> [Exercise]: Within the records, find every line that includes the word "beam" and copy it.

*** Opening Recorded data ***

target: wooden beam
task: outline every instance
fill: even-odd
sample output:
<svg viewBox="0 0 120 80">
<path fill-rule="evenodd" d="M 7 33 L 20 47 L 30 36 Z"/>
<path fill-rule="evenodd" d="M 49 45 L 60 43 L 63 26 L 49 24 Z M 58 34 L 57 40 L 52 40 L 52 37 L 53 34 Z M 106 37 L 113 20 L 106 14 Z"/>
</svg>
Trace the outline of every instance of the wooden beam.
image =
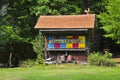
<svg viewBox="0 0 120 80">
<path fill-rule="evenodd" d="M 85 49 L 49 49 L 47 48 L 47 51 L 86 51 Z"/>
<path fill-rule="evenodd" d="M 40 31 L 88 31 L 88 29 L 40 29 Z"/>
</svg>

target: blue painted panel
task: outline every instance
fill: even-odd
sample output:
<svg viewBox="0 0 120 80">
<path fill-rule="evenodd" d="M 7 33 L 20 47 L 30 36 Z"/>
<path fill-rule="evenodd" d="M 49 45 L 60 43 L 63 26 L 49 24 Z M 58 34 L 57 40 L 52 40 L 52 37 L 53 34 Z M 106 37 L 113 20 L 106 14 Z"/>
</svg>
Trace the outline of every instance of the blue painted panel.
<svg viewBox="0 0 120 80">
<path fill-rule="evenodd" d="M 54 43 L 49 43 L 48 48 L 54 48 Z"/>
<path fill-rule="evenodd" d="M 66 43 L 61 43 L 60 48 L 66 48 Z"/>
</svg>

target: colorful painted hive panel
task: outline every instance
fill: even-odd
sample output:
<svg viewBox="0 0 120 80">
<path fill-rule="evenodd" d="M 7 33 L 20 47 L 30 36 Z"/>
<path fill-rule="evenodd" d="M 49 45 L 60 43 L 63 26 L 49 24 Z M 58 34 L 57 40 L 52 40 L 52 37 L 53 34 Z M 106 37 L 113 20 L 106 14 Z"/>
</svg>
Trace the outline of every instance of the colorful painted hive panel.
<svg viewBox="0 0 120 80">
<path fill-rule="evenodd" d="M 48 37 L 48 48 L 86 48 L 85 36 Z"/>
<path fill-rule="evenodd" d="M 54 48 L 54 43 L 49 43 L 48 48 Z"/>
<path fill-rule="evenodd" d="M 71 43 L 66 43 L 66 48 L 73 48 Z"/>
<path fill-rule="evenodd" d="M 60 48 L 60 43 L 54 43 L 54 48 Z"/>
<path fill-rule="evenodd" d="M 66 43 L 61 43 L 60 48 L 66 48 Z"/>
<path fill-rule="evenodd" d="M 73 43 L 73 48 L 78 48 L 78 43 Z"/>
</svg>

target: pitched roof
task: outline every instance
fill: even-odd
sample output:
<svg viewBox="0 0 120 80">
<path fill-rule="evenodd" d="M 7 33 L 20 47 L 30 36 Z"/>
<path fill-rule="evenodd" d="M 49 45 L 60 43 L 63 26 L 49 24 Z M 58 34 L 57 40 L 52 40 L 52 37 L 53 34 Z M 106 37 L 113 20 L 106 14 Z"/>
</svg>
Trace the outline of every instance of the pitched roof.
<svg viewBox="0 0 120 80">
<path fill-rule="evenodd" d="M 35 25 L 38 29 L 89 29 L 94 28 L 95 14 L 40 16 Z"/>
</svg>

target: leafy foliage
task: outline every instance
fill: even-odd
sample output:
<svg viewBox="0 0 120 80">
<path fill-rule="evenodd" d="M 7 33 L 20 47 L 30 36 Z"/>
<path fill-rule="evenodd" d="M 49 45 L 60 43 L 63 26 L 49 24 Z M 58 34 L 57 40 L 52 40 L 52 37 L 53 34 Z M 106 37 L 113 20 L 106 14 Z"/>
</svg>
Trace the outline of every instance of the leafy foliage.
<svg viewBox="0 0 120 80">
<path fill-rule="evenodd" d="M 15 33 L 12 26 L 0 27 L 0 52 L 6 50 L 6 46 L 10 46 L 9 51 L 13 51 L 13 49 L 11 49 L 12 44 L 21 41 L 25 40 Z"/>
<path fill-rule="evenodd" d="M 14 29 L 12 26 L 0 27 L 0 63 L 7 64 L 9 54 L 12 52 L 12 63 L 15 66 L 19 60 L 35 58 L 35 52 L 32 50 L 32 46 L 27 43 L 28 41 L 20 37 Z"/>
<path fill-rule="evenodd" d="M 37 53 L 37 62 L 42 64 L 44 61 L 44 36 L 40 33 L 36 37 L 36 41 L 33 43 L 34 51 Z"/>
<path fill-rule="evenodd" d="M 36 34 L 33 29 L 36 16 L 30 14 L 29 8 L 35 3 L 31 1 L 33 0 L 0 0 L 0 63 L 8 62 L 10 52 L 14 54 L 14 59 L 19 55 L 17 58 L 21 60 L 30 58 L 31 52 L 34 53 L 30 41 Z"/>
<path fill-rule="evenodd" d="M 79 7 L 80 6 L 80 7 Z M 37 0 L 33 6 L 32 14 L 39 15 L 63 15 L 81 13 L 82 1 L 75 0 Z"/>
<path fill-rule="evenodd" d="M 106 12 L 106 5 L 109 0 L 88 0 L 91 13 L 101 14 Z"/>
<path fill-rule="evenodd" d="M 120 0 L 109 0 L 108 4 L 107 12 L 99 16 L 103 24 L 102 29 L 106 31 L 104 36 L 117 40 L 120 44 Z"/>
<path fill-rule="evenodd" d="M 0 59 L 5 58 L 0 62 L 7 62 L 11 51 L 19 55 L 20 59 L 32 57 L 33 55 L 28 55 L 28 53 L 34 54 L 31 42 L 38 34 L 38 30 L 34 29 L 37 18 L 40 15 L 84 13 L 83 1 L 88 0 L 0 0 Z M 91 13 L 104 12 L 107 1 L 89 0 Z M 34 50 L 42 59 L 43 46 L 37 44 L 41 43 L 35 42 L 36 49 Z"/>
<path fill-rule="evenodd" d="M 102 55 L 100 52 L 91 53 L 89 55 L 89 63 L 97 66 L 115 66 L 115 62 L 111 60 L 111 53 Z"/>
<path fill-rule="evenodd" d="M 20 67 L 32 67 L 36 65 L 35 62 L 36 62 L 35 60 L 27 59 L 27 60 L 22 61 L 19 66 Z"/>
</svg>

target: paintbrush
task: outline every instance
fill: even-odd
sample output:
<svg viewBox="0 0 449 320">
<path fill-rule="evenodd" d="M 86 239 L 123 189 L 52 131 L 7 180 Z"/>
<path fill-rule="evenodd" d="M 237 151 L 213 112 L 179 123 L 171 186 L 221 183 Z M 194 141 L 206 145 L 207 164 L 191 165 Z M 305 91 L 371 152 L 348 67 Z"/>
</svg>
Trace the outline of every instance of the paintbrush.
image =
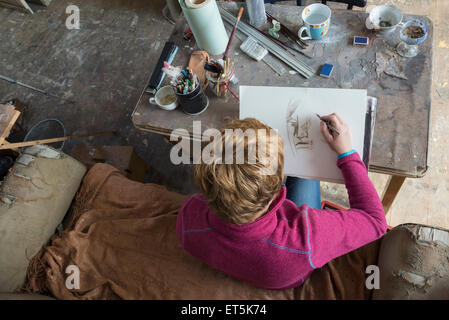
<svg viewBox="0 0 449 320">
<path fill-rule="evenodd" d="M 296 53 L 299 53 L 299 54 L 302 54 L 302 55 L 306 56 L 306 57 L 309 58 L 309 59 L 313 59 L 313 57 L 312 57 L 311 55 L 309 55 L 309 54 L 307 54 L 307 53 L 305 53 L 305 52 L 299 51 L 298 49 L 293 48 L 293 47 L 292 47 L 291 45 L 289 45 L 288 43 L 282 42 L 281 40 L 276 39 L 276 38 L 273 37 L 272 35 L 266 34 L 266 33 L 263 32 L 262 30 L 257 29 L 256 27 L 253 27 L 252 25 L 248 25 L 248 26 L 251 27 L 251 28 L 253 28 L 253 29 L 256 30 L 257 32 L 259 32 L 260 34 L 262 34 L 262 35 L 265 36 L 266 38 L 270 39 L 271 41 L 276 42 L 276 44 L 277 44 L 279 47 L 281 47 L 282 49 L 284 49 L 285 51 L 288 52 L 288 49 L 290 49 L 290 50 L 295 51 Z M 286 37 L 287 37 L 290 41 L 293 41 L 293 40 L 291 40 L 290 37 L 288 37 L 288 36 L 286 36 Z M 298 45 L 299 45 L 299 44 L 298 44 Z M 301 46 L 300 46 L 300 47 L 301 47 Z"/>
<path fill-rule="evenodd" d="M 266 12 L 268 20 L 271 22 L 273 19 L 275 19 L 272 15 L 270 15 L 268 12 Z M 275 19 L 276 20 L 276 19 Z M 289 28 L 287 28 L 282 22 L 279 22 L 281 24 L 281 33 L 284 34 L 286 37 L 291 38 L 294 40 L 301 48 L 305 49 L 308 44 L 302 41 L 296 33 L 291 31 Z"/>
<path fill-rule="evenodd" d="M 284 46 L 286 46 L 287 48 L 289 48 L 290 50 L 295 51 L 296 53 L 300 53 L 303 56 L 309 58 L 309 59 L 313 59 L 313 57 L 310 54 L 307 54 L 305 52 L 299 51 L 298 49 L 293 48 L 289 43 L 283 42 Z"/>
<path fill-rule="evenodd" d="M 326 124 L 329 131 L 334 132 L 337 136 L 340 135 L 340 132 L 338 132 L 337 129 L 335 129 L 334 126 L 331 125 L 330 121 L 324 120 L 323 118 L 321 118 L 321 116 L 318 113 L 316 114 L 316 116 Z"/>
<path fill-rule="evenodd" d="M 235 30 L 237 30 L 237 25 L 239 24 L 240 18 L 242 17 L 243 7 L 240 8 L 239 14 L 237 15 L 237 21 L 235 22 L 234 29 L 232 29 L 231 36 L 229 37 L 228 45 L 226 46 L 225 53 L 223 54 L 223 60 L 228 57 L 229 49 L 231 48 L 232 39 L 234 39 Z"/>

*** Closing Recorded data ***

> [Problem solution]:
target: wooden beam
Trace the outline of every instance of the wooden beam.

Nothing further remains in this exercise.